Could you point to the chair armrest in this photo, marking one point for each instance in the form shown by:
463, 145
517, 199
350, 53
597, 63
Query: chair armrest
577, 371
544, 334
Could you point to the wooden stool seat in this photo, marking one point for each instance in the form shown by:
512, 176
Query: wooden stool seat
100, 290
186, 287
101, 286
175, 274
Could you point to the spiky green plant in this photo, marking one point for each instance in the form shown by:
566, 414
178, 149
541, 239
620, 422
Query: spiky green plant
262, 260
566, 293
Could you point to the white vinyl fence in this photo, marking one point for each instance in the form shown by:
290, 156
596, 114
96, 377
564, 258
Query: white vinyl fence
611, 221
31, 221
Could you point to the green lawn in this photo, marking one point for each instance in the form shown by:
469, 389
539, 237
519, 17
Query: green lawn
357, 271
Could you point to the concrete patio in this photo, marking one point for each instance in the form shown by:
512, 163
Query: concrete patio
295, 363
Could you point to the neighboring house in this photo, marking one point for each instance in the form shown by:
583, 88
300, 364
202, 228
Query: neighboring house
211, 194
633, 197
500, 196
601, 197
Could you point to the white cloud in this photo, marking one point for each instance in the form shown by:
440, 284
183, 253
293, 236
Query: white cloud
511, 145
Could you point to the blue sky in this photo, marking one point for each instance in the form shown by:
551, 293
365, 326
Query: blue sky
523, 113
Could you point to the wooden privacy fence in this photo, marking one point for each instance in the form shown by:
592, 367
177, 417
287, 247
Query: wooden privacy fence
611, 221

□ □ □ □ □ □ □

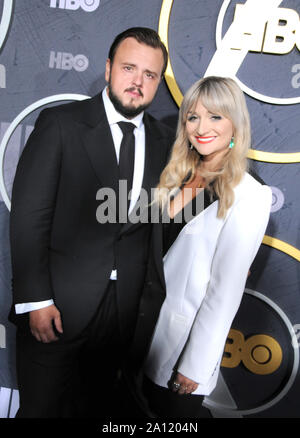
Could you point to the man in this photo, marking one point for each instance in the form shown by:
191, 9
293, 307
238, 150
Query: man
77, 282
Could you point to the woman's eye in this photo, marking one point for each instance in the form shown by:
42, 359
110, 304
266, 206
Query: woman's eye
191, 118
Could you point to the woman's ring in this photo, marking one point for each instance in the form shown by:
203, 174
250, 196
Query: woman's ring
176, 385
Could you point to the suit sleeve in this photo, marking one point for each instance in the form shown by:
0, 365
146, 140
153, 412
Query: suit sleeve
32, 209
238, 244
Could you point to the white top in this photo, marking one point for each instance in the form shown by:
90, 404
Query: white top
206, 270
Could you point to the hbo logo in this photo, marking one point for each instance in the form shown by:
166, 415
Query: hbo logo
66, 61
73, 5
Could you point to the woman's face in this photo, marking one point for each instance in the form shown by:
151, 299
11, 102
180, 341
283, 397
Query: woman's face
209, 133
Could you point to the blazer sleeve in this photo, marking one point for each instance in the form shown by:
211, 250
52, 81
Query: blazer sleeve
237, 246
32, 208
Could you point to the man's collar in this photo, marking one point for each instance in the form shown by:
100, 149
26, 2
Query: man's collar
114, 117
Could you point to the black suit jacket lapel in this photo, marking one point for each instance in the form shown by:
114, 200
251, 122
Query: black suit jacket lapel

□ □ □ □ □ □ □

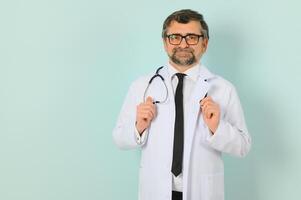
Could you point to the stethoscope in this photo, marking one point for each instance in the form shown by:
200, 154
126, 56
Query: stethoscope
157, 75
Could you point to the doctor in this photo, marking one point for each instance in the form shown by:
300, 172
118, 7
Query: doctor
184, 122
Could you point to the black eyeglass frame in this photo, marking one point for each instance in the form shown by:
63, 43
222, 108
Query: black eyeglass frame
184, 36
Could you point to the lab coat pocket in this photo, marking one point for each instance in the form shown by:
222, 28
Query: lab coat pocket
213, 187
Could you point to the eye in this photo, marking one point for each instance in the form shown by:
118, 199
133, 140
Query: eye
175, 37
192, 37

□ □ □ □ □ □ □

§ GOAL: Which lines in the listing above contain the string "armrest", with case mattering? Copy each of those lines in full.

§ TASK SOLUTION:
Could you point to the chair armrest in this photo, marking one point for each instance in the form shown by:
Query: chair armrest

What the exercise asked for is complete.